[BEGIN Records provided]

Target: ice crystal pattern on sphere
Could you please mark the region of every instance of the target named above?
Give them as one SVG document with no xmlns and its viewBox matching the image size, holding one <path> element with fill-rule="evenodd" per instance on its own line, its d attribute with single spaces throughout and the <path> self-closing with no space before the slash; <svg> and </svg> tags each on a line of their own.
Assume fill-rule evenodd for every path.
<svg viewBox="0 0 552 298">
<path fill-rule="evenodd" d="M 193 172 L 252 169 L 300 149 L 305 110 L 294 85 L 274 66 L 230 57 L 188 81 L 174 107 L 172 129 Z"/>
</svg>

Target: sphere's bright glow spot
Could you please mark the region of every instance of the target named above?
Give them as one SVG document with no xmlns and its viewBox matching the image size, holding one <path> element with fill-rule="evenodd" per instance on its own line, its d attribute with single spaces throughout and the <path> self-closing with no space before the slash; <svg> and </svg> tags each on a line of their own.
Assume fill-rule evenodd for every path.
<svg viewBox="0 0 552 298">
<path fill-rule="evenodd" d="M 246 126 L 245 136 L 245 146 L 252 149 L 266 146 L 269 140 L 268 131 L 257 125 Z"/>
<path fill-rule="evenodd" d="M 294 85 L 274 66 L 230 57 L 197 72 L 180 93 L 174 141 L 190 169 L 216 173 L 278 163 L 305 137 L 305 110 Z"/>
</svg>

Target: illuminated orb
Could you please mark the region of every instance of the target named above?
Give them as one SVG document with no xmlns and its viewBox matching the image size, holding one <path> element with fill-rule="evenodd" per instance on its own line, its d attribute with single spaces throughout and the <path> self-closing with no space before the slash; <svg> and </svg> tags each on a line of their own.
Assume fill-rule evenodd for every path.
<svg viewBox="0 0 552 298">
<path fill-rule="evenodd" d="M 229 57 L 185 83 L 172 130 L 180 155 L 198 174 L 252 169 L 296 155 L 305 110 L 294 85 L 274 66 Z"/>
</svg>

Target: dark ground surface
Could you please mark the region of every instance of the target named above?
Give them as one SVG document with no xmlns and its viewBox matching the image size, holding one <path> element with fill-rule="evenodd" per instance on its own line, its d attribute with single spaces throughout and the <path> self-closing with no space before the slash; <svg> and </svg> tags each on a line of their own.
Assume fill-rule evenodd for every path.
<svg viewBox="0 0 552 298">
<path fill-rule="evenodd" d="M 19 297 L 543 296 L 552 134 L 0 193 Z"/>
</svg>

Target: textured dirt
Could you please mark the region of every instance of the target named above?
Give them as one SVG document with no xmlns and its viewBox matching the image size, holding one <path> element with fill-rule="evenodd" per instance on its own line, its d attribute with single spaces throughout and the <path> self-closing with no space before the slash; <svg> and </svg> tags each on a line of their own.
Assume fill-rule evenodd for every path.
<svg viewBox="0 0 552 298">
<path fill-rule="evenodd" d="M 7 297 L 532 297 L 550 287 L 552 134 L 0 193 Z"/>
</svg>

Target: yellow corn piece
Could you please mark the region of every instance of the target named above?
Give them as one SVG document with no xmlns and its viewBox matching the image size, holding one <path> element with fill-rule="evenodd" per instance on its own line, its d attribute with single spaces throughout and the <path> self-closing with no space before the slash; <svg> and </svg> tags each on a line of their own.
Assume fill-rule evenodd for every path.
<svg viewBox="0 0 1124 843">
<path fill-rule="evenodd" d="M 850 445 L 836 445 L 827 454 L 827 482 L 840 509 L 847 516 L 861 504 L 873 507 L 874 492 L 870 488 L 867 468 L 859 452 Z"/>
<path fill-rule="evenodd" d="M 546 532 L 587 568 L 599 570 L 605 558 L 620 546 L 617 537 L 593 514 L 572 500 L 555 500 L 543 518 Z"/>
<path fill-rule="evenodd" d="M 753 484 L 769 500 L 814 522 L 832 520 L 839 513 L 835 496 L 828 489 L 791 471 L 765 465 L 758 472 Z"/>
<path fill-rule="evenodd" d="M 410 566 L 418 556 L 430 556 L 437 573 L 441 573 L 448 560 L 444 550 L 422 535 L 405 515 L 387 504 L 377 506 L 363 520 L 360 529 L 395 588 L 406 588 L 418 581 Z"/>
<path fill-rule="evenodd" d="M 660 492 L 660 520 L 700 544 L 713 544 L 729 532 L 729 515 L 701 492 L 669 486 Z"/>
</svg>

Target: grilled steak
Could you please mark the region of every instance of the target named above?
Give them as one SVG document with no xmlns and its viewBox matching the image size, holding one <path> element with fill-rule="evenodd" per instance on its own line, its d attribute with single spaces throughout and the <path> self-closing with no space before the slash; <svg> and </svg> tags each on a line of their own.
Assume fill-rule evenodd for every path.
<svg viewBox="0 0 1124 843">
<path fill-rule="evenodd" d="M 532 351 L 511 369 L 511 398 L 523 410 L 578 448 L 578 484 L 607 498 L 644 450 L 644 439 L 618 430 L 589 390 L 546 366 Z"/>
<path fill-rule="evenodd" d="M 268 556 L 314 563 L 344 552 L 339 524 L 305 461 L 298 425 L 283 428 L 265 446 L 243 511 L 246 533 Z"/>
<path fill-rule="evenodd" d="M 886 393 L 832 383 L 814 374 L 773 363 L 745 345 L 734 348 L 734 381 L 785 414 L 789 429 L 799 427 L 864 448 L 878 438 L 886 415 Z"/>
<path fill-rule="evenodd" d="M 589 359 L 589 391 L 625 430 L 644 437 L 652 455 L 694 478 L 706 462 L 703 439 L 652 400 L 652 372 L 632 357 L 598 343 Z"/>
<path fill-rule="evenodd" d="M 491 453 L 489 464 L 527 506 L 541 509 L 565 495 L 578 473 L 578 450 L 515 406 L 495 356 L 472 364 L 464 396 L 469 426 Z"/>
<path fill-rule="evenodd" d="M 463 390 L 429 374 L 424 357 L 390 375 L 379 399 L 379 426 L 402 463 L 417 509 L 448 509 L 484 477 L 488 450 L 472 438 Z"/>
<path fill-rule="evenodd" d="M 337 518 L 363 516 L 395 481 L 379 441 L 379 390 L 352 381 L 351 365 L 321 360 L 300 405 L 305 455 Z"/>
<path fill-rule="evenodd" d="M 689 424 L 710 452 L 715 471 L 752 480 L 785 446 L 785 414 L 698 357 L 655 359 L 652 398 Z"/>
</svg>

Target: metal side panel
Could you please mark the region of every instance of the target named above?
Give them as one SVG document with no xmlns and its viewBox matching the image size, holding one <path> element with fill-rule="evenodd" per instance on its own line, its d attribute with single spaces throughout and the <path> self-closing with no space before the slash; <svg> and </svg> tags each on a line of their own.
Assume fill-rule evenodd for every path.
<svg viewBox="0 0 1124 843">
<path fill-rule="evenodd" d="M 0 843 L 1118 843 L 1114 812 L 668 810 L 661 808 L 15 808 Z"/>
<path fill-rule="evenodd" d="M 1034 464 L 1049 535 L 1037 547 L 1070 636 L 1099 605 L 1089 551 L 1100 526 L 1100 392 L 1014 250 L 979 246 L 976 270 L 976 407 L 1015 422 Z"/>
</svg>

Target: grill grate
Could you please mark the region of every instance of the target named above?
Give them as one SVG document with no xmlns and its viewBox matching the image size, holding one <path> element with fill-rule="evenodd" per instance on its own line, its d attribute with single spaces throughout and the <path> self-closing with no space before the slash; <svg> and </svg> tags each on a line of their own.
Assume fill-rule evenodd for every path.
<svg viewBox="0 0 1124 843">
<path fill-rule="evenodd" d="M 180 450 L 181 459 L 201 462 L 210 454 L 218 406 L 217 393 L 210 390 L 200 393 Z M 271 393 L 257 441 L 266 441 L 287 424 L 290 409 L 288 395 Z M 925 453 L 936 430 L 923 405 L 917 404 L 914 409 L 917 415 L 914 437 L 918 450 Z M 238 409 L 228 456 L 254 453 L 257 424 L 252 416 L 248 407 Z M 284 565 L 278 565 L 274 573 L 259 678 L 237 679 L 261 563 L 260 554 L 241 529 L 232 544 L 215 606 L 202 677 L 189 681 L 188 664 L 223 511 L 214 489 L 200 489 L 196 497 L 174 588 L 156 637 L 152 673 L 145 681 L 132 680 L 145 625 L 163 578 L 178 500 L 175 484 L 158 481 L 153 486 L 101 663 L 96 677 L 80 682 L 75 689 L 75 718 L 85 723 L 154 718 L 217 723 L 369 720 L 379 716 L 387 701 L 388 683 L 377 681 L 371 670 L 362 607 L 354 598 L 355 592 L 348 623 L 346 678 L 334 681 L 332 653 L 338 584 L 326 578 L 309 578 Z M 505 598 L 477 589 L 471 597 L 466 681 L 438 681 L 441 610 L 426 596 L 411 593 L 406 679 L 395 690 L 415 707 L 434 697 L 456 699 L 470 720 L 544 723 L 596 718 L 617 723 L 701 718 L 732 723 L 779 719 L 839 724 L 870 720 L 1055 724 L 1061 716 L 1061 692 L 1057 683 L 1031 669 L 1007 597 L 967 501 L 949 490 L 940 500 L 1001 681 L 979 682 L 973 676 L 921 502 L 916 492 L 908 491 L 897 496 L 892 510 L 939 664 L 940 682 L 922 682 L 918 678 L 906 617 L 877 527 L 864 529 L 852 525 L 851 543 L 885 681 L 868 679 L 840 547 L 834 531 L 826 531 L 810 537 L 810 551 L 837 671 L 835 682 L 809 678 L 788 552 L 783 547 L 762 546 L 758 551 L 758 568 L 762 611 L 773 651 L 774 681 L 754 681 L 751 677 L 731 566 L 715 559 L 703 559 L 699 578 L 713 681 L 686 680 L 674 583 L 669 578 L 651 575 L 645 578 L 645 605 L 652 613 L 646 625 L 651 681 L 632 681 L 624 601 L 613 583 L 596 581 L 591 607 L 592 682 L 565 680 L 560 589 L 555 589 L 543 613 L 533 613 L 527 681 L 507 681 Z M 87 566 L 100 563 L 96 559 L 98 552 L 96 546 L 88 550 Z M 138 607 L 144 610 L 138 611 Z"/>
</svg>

[END Records provided]

**Exercise:** Reproduce these lines exactly as they appear, starting at the line that contains "Target: grilled steak" and stopping after the line that contains "268 556 L 314".

**Exercise output:**
Target: grilled steak
Could you please mark the region of every instance of the target named above?
Give them as one SVG document with no xmlns and its viewBox matching the image size, holding one <path> element with fill-rule="evenodd" per instance on its own line, its d attribute with single spaces throughout and the <path> self-closing with no space before the slash; <svg> and </svg> tags each on a line of their own.
Assume fill-rule evenodd for every path.
<svg viewBox="0 0 1124 843">
<path fill-rule="evenodd" d="M 532 351 L 511 369 L 511 398 L 523 410 L 578 448 L 578 484 L 607 498 L 644 450 L 644 439 L 618 430 L 589 390 L 546 366 Z"/>
<path fill-rule="evenodd" d="M 268 556 L 314 563 L 344 552 L 339 524 L 305 461 L 298 425 L 283 428 L 265 446 L 243 511 L 246 533 Z"/>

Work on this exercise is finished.